§ **Exercise aim**
Find out how many lines of the material contain the string "grass" and give only that figure.

──────────────────────────────

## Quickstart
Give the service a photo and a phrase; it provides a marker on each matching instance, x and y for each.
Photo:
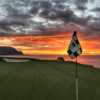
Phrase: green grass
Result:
(47, 80)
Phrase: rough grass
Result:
(47, 80)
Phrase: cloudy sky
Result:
(49, 16)
(52, 21)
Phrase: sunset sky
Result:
(46, 26)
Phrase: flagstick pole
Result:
(76, 80)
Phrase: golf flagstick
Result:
(74, 50)
(76, 80)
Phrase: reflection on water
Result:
(93, 60)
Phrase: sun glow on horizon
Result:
(50, 45)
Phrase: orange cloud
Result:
(50, 44)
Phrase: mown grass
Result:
(47, 80)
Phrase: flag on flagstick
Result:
(74, 50)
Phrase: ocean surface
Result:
(93, 60)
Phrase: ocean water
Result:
(93, 60)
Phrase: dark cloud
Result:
(21, 16)
(81, 4)
(97, 9)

──────────────────────────────

§ **Your response**
3